* **Task instructions**: Keep every word of the listing and reproduce it exactly, but set aside any image found there.

* **Data for this task**:
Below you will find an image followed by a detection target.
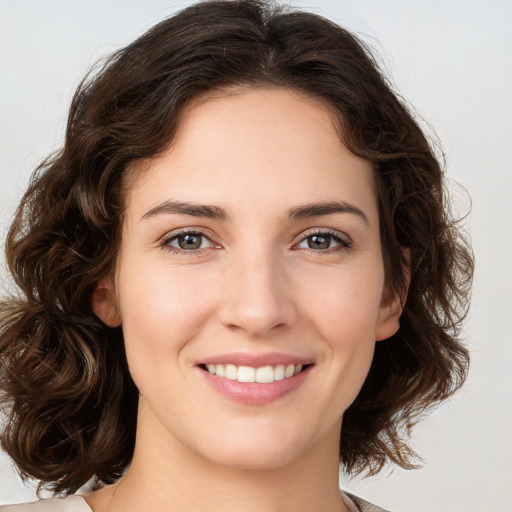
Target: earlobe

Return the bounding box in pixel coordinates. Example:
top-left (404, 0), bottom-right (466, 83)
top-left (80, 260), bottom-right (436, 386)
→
top-left (91, 277), bottom-right (122, 327)
top-left (376, 249), bottom-right (410, 341)
top-left (375, 290), bottom-right (406, 341)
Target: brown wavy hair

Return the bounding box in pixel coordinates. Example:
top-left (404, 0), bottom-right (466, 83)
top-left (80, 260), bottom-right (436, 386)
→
top-left (0, 0), bottom-right (473, 494)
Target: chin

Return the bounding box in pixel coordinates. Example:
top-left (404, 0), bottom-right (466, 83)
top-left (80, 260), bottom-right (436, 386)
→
top-left (204, 443), bottom-right (301, 472)
top-left (189, 418), bottom-right (326, 472)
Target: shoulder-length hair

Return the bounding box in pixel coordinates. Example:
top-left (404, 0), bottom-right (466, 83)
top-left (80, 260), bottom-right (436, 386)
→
top-left (0, 0), bottom-right (473, 493)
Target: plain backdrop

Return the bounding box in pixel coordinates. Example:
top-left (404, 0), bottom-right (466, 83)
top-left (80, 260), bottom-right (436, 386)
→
top-left (0, 1), bottom-right (511, 511)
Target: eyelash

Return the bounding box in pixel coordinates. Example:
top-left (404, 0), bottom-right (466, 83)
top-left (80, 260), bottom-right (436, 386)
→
top-left (159, 228), bottom-right (352, 255)
top-left (159, 229), bottom-right (218, 255)
top-left (294, 229), bottom-right (352, 253)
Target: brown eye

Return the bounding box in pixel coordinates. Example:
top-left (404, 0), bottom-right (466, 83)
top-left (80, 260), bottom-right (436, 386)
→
top-left (165, 231), bottom-right (214, 252)
top-left (307, 234), bottom-right (333, 250)
top-left (177, 234), bottom-right (202, 250)
top-left (295, 231), bottom-right (351, 252)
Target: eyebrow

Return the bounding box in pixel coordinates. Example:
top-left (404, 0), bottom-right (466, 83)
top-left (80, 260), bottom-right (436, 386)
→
top-left (140, 199), bottom-right (368, 224)
top-left (288, 201), bottom-right (369, 225)
top-left (141, 200), bottom-right (228, 221)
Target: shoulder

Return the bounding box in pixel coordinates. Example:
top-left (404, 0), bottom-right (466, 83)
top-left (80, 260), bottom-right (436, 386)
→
top-left (343, 491), bottom-right (391, 512)
top-left (0, 495), bottom-right (92, 512)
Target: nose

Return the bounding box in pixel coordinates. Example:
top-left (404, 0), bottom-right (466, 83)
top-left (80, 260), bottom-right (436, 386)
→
top-left (217, 247), bottom-right (299, 338)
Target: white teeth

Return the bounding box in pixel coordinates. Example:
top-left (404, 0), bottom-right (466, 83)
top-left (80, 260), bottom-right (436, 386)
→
top-left (284, 364), bottom-right (295, 378)
top-left (274, 364), bottom-right (285, 380)
top-left (255, 365), bottom-right (274, 383)
top-left (225, 364), bottom-right (238, 380)
top-left (206, 363), bottom-right (306, 383)
top-left (237, 366), bottom-right (255, 382)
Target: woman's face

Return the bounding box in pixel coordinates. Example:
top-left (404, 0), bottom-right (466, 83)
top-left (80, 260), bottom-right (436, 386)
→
top-left (96, 87), bottom-right (402, 471)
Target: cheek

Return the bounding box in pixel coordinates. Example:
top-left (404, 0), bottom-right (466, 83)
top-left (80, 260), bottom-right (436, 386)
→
top-left (303, 265), bottom-right (384, 400)
top-left (116, 260), bottom-right (216, 371)
top-left (305, 263), bottom-right (385, 339)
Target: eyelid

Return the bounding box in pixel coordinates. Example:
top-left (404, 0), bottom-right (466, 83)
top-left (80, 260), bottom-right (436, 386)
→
top-left (292, 228), bottom-right (352, 252)
top-left (158, 227), bottom-right (221, 253)
top-left (156, 226), bottom-right (351, 254)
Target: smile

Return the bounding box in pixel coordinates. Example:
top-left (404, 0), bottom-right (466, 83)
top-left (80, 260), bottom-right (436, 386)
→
top-left (203, 363), bottom-right (305, 383)
top-left (198, 355), bottom-right (314, 405)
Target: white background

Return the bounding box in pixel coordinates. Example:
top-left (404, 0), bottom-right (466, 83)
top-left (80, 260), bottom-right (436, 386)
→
top-left (1, 1), bottom-right (511, 511)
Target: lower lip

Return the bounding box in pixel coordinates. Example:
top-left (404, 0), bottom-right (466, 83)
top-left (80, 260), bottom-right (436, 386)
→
top-left (199, 365), bottom-right (312, 405)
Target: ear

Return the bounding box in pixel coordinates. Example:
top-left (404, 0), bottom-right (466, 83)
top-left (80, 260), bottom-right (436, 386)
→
top-left (91, 276), bottom-right (122, 327)
top-left (375, 249), bottom-right (410, 341)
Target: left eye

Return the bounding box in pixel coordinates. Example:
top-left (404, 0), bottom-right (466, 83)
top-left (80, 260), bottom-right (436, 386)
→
top-left (296, 233), bottom-right (349, 251)
top-left (165, 232), bottom-right (214, 251)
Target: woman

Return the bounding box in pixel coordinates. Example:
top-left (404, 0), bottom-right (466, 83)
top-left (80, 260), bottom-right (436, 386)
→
top-left (0, 1), bottom-right (473, 511)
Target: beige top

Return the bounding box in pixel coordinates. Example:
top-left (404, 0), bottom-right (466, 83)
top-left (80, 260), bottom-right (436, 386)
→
top-left (0, 491), bottom-right (389, 512)
top-left (0, 495), bottom-right (91, 512)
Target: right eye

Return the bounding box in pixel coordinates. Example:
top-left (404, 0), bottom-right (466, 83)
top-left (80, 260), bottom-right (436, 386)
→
top-left (161, 231), bottom-right (216, 253)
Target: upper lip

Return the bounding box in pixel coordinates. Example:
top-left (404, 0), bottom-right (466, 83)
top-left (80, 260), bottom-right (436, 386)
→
top-left (198, 352), bottom-right (314, 367)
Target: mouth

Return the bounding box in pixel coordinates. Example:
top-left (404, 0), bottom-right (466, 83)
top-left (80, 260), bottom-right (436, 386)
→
top-left (196, 352), bottom-right (314, 404)
top-left (198, 362), bottom-right (313, 384)
top-left (197, 356), bottom-right (314, 405)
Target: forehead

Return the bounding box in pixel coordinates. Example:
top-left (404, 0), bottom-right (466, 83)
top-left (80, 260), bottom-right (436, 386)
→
top-left (125, 87), bottom-right (378, 222)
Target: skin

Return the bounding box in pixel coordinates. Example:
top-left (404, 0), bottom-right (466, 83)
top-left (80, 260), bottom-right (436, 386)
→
top-left (89, 87), bottom-right (404, 512)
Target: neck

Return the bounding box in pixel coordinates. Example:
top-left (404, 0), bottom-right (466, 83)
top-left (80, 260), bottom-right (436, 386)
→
top-left (88, 400), bottom-right (348, 512)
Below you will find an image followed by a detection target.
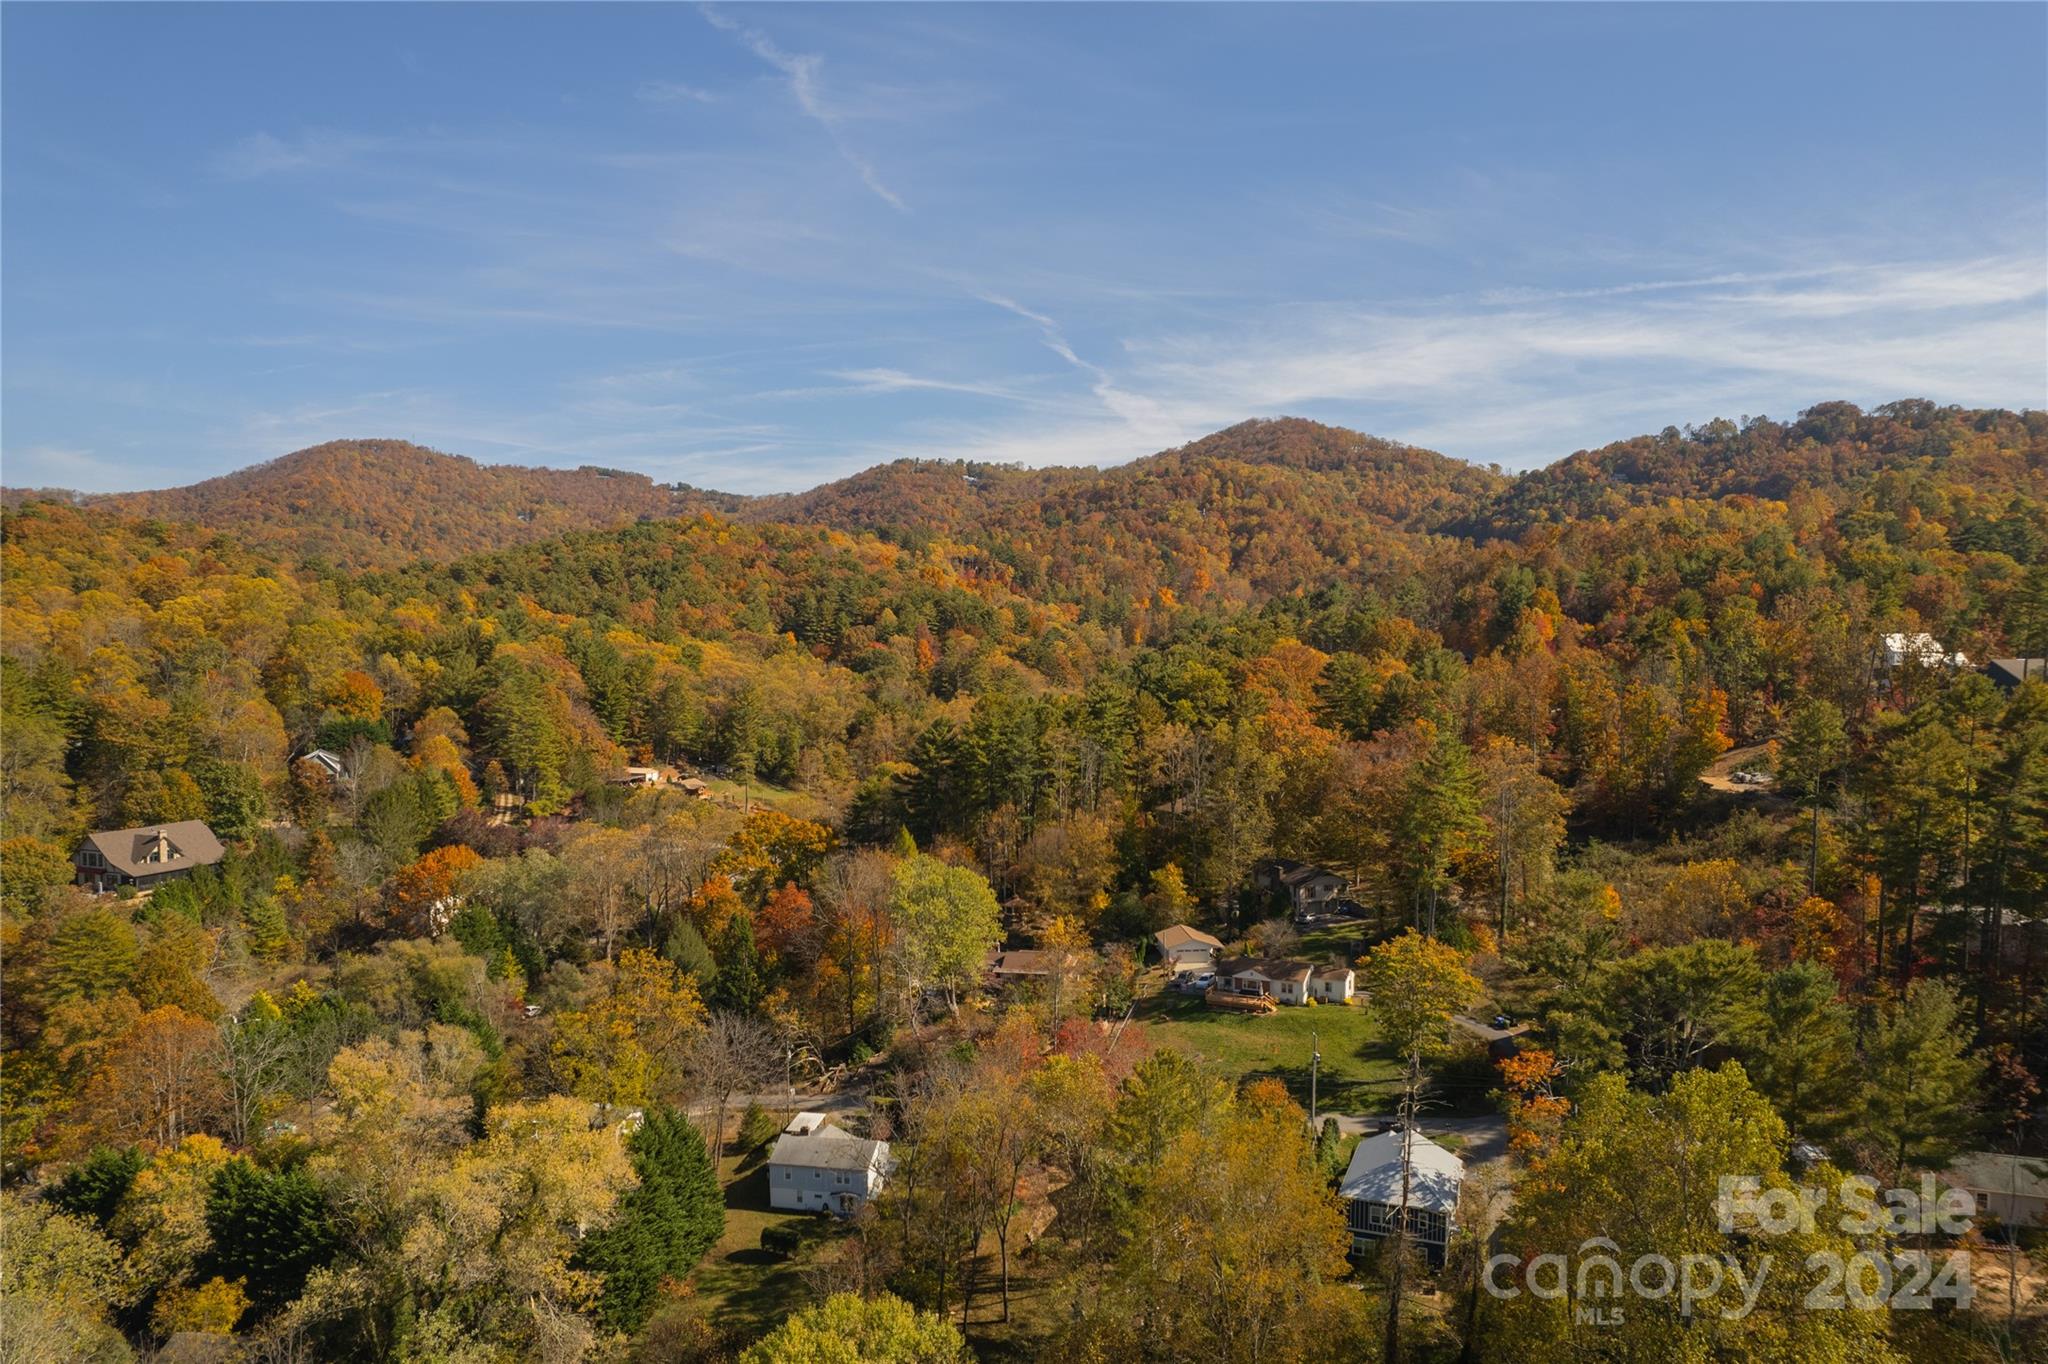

* **Task response**:
Below you will find an image followed by a detection target.
Target: earlobe

Return the bounding box in pixel coordinates. Example:
top-left (404, 0), bottom-right (466, 83)
top-left (80, 260), bottom-right (436, 386)
→
top-left (91, 277), bottom-right (122, 327)
top-left (376, 249), bottom-right (410, 341)
top-left (375, 290), bottom-right (406, 341)
Target: brown wavy hair

Return the bounding box in pixel coordinates. Example:
top-left (404, 0), bottom-right (466, 83)
top-left (80, 260), bottom-right (436, 386)
→
top-left (0, 0), bottom-right (473, 494)
Target: chin

Return the bounding box in pixel coordinates. Example:
top-left (404, 0), bottom-right (466, 83)
top-left (80, 260), bottom-right (436, 386)
→
top-left (204, 443), bottom-right (301, 472)
top-left (189, 418), bottom-right (326, 472)
Target: shoulder-length hair

Return the bounding box in pixel coordinates. Example:
top-left (404, 0), bottom-right (466, 83)
top-left (80, 260), bottom-right (436, 386)
→
top-left (0, 0), bottom-right (473, 493)
Target: plain backdrop

Return the bounding box in pixel coordinates. Example:
top-left (404, 0), bottom-right (466, 83)
top-left (80, 260), bottom-right (436, 386)
→
top-left (0, 1), bottom-right (511, 511)
Target: eyelash

Return the bounding box in pixel coordinates. Example:
top-left (404, 0), bottom-right (466, 83)
top-left (80, 260), bottom-right (436, 386)
→
top-left (159, 228), bottom-right (352, 255)
top-left (159, 229), bottom-right (218, 255)
top-left (294, 229), bottom-right (352, 253)
Target: brown eye

Return the bounding box in pixel coordinates. Example:
top-left (404, 0), bottom-right (466, 83)
top-left (80, 260), bottom-right (436, 386)
→
top-left (165, 231), bottom-right (214, 252)
top-left (307, 234), bottom-right (333, 250)
top-left (177, 234), bottom-right (202, 250)
top-left (295, 231), bottom-right (351, 252)
Target: eyebrow

Return the bounding box in pixel coordinates. Example:
top-left (404, 0), bottom-right (466, 83)
top-left (80, 260), bottom-right (436, 386)
→
top-left (140, 199), bottom-right (368, 224)
top-left (288, 201), bottom-right (369, 225)
top-left (141, 200), bottom-right (228, 221)
Target: shoulder

Return the bounding box in pixel coordinates. Example:
top-left (404, 0), bottom-right (466, 83)
top-left (80, 260), bottom-right (436, 386)
→
top-left (343, 491), bottom-right (391, 512)
top-left (0, 495), bottom-right (92, 512)
Target: nose

Return the bounding box in pixel coordinates. Example:
top-left (404, 0), bottom-right (466, 83)
top-left (80, 260), bottom-right (436, 386)
→
top-left (217, 247), bottom-right (299, 338)
Target: white teeth

Return the bounding box in pixel coordinates. Example:
top-left (404, 0), bottom-right (466, 83)
top-left (80, 260), bottom-right (436, 386)
→
top-left (284, 364), bottom-right (295, 378)
top-left (274, 364), bottom-right (285, 380)
top-left (255, 365), bottom-right (274, 383)
top-left (225, 364), bottom-right (238, 380)
top-left (206, 363), bottom-right (306, 383)
top-left (237, 366), bottom-right (255, 382)
Target: woman's face

Return the bounding box in pixel coordinates. Example:
top-left (404, 0), bottom-right (466, 83)
top-left (80, 260), bottom-right (436, 386)
→
top-left (96, 87), bottom-right (402, 471)
Target: cheek

Return the bounding box in pixel coordinates. Example:
top-left (404, 0), bottom-right (466, 83)
top-left (80, 260), bottom-right (436, 386)
→
top-left (303, 265), bottom-right (384, 400)
top-left (116, 260), bottom-right (216, 371)
top-left (305, 263), bottom-right (385, 339)
Target: eyelid

Return the bounding box in pixel coordinates. Example:
top-left (404, 0), bottom-right (466, 83)
top-left (80, 260), bottom-right (436, 386)
→
top-left (292, 228), bottom-right (352, 252)
top-left (158, 227), bottom-right (221, 253)
top-left (156, 226), bottom-right (351, 254)
Target: smile

Return the bounding box in pixel coordinates. Example:
top-left (404, 0), bottom-right (466, 83)
top-left (80, 260), bottom-right (436, 386)
→
top-left (203, 363), bottom-right (305, 383)
top-left (198, 355), bottom-right (314, 405)
Target: white background

Return the bounding box in pixel coordinates. Example:
top-left (404, 0), bottom-right (466, 83)
top-left (80, 260), bottom-right (436, 386)
→
top-left (1, 1), bottom-right (511, 511)
Target: lower lip

Return the bounding box in pixel coordinates. Example:
top-left (404, 0), bottom-right (466, 83)
top-left (80, 260), bottom-right (436, 386)
→
top-left (199, 365), bottom-right (312, 405)
Target: ear

Return the bounding box in pixel coordinates. Example:
top-left (404, 0), bottom-right (466, 83)
top-left (80, 260), bottom-right (436, 386)
→
top-left (91, 276), bottom-right (122, 327)
top-left (375, 249), bottom-right (410, 341)
Target: left eye

Return the bounding box in pixel coordinates. Example:
top-left (404, 0), bottom-right (466, 83)
top-left (80, 260), bottom-right (436, 386)
→
top-left (296, 233), bottom-right (349, 251)
top-left (165, 232), bottom-right (214, 251)
Target: woman

Return the bounding box in pixel coordinates. Example:
top-left (404, 0), bottom-right (466, 83)
top-left (80, 260), bottom-right (436, 386)
→
top-left (0, 1), bottom-right (473, 511)
Target: beige top

Return the bounding box in pixel coordinates. Example:
top-left (404, 0), bottom-right (466, 83)
top-left (80, 260), bottom-right (436, 386)
→
top-left (0, 491), bottom-right (389, 512)
top-left (0, 495), bottom-right (91, 512)
Target: right eye

Return the bounding box in pixel coordinates. Example:
top-left (404, 0), bottom-right (466, 83)
top-left (80, 260), bottom-right (436, 386)
→
top-left (161, 231), bottom-right (216, 253)
Target: upper lip

Return the bounding box in pixel coordinates. Example:
top-left (404, 0), bottom-right (466, 83)
top-left (80, 260), bottom-right (436, 386)
→
top-left (198, 352), bottom-right (314, 367)
Target: mouth

Return the bounding box in pixel coordinates. Example:
top-left (404, 0), bottom-right (466, 83)
top-left (80, 260), bottom-right (436, 386)
→
top-left (196, 352), bottom-right (314, 404)
top-left (198, 362), bottom-right (313, 384)
top-left (197, 356), bottom-right (314, 405)
Target: forehead

Return the bounding box in pixel coordinates. Example:
top-left (404, 0), bottom-right (466, 83)
top-left (80, 260), bottom-right (436, 386)
→
top-left (125, 87), bottom-right (378, 222)
Target: skin

Return the bounding box in pixel coordinates. Example:
top-left (404, 0), bottom-right (466, 83)
top-left (80, 260), bottom-right (436, 386)
→
top-left (89, 87), bottom-right (404, 512)
Target: neck

Return the bounding box in pixel coordinates. Example:
top-left (404, 0), bottom-right (466, 83)
top-left (80, 260), bottom-right (436, 386)
→
top-left (88, 400), bottom-right (348, 512)
Below you will find an image followed by a detection target.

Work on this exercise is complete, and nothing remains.